» **EXTRAIT À LIRE**:
★ ★ ★ ★ ★ ★ ★
Les Affaires – Le gouvernement est une grosse machine à faire bouger. Dans un contexte où la reprise économique pourrait survenir d’ici 12 à 24 mois, est-on en train de manquer de vision à long terme en demandant à Québec de réduire ses cibles d’immigration pour 2020 et 2021 ?
Yves-Thomas Dorval – Du côté du CPQ, nous avons plutôt déclaré qu’il serait compréhensible que Québec réduise ses cibles d’immigration pour cette année et l’an prochain. On reconnaît que pour une période d’une année ou deux, on sera dans un contexte de surplus de main-d’oeuvre, sauf dans certains secteurs, comme les technologies de l’information, la santé et l’éducation. Cependant, il est raisonnable de penser que le gouvernement devra repenser la manière dont il établit ses cibles. Il a l’obligation de s’assurer de trouver des débouchés pour la main-d’oeuvre qui sera sans emploi. Il faut donc être agile, regarder les cibles et réaligner en fonction du contexte du marché du travail au Québec.
L.A. – Reste que, même en temps de crise, le Québec a besoin de main-d’oeuvre qualifiée, car les compétences des gens en quête d’un emploi ne correspondent pas nécessairement à celles qui sont recherchées par les employeurs.
Y.-T. D. – Au cours des dix prochaines années, le gouvernement du Québec estime qu’il faudra environ 1,2 million de personnes pour remplacer les postes à pourvoir. La croissance démographique n’est pas suffisante, tout comme le nombre de jeunes dans le pipeline de l’éducation. Malgré divers gains de productivité, il y a un écart qui nécessite un apport de main-d’oeuvre en provenance de l’étranger, sans aucun doute. Indépendamment de la situation, 80 % des postes à pourvoir d’ici 2030 ne sont pas liés à la création de nouveaux emplois, mais au remplacement des départs à la retraite. C’est une question incontournable, récession ou pas.
★ ★ ★ ★ ★ ★ ★
Extrayez intégralement l'entretien ci-dessus sur les cibles d'immigration, sans en modifier un seul caractère.

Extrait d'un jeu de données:
★ ★ ★ ★ ★ ★ ★
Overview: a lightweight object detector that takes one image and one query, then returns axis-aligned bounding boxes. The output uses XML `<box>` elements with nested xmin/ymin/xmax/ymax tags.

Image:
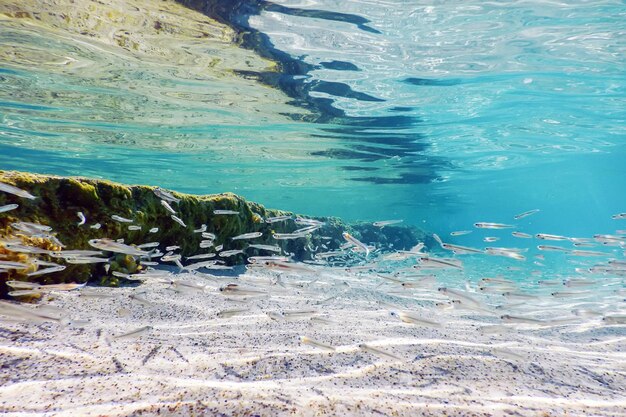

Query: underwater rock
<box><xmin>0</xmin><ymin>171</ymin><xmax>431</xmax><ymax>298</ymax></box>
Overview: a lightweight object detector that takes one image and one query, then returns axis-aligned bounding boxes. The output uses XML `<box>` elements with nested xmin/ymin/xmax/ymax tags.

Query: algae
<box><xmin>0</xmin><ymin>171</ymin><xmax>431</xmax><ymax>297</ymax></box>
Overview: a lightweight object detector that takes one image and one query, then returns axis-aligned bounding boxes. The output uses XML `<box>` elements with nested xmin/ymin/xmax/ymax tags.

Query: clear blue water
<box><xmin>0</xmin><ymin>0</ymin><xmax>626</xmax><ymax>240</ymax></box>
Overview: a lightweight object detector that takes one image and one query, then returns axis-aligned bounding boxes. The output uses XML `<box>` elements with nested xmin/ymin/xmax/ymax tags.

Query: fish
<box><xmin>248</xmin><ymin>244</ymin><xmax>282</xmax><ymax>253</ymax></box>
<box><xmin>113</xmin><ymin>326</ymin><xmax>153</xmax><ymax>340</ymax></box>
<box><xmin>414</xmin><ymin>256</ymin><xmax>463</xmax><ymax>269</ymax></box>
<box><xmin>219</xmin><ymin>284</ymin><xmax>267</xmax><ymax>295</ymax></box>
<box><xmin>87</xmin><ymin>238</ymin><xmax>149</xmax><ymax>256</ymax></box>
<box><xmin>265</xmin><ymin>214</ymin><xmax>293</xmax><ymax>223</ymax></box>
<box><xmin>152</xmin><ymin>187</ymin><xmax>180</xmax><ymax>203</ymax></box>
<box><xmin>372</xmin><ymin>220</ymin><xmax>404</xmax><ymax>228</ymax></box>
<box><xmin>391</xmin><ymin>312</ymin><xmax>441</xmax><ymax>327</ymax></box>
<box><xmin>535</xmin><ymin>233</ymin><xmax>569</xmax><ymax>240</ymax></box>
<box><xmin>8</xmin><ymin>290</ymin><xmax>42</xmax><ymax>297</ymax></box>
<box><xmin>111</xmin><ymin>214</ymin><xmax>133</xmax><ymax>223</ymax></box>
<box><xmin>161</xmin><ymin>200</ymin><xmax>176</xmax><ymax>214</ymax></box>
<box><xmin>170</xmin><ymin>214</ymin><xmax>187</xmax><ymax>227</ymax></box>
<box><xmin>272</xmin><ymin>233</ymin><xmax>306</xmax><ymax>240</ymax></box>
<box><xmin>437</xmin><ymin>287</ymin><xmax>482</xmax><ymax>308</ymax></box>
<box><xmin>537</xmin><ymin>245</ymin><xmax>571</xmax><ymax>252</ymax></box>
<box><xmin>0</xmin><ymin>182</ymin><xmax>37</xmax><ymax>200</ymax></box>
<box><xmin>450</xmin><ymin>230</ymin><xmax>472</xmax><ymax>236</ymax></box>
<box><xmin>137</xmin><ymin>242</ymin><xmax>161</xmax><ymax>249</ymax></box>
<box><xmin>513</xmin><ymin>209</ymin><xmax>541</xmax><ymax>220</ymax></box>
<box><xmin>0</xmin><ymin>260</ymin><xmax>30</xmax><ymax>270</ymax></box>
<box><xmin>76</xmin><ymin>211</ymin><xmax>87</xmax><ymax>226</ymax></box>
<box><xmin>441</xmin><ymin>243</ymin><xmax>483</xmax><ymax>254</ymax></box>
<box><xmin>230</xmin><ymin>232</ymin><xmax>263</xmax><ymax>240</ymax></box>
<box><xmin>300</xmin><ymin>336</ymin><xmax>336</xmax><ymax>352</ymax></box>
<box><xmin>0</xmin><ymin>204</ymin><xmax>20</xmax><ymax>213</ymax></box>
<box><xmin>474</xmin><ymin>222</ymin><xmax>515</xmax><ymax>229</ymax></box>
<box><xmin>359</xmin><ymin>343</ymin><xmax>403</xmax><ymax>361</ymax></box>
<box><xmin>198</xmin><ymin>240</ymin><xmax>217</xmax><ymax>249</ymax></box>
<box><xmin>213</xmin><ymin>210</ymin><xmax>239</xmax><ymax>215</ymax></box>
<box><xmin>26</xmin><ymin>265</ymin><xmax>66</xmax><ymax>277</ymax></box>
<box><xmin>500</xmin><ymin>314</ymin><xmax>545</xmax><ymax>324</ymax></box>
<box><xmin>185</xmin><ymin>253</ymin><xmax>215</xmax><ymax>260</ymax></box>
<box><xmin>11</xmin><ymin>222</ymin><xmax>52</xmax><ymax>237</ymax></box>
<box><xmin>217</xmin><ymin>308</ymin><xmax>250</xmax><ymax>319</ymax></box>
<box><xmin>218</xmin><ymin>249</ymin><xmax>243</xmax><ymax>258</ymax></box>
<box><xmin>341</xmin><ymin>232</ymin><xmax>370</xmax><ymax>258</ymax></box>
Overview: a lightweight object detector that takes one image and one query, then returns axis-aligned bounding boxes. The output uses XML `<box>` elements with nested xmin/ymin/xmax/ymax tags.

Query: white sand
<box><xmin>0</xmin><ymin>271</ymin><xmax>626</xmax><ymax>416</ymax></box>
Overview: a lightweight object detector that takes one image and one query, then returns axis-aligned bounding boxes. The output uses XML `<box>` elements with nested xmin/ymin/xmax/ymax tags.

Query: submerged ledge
★ ★ ★ ★ ★ ★ ★
» **EXERCICE TERMINÉ**:
Les Affaires – Le gouvernement est une grosse machine à faire bouger. Dans un contexte où la reprise économique pourrait survenir d’ici 12 à 24 mois, est-on en train de manquer de vision à long terme en demandant à Québec de réduire ses cibles d’immigration pour 2020 et 2021 ?
Yves-Thomas Dorval – Du côté du CPQ, nous avons plutôt déclaré qu’il serait compréhensible que Québec réduise ses cibles d’immigration pour cette année et l’an prochain. On reconnaît que pour une période d’une année ou deux, on sera dans un contexte de surplus de main-d’oeuvre, sauf dans certains secteurs, comme les technologies de l’information, la santé et l’éducation. Cependant, il est raisonnable de penser que le gouvernement devra repenser la manière dont il établit ses cibles. Il a l’obligation de s’assurer de trouver des débouchés pour la main-d’oeuvre qui sera sans emploi. Il faut donc être agile, regarder les cibles et réaligner en fonction du contexte du marché du travail au Québec.
L.A. – Reste que, même en temps de crise, le Québec a besoin de main-d’oeuvre qualifiée, car les compétences des gens en quête d’un emploi ne correspondent pas nécessairement à celles qui sont recherchées par les employeurs.
Y.-T. D. – Au cours des dix prochaines années, le gouvernement du Québec estime qu’il faudra environ 1,2 million de personnes pour remplacer les postes à pourvoir. La croissance démographique n’est pas suffisante, tout comme le nombre de jeunes dans le pipeline de l’éducation. Malgré divers gains de productivité, il y a un écart qui nécessite un apport de main-d’oeuvre en provenance de l’étranger, sans aucun doute. Indépendamment de la situation, 80 % des postes à pourvoir d’ici 2030 ne sont pas liés à la création de nouveaux emplois, mais au remplacement des départs à la retraite. C’est une question incontournable, récession ou pas.